-- BEGIN Excerpted records --
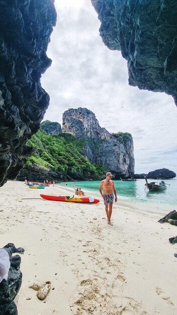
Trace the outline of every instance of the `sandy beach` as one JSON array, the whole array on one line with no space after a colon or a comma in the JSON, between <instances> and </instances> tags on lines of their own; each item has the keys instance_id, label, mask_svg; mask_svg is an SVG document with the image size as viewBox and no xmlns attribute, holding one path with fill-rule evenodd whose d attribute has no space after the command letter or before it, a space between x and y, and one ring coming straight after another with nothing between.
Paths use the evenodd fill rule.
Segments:
<instances>
[{"instance_id":1,"label":"sandy beach","mask_svg":"<svg viewBox=\"0 0 177 315\"><path fill-rule=\"evenodd\" d=\"M177 244L168 239L177 227L157 222L174 208L148 212L146 205L120 202L117 192L111 226L101 199L45 200L40 193L70 193L16 181L1 188L1 247L25 249L19 315L176 315ZM46 281L51 287L42 301L29 287Z\"/></svg>"}]
</instances>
-- END Excerpted records --
# Request
Put every line of the entries above into a JSON list of strings, one string per line, with blank lines omitted. Leave the pictures out.

# Output for this exercise
[
  "Trace the outline of every instance of the `sandy beach` as one JSON array, the whole array on one line with no space after a colon or a comma in the JSON, between <instances> and </instances> tags on lines of their own; each item has the keys instance_id, label, mask_svg; mask_svg is an SVG document with the image size as viewBox and no xmlns attribute, holding one path with fill-rule evenodd whose d attribute has no space after the command letter or before it, a space between x and y, and one ring coming straight after another with nothing between.",
  "Paths use the evenodd fill rule.",
  "Segments:",
  "<instances>",
  "[{\"instance_id\":1,\"label\":\"sandy beach\",\"mask_svg\":\"<svg viewBox=\\\"0 0 177 315\\\"><path fill-rule=\\\"evenodd\\\" d=\\\"M177 244L168 239L177 227L157 222L174 208L148 212L146 205L120 202L117 192L111 226L101 199L45 200L40 193L70 193L16 181L1 188L1 247L25 249L19 315L176 315ZM46 281L51 287L42 301L29 287Z\\\"/></svg>\"}]",
  "</instances>"
]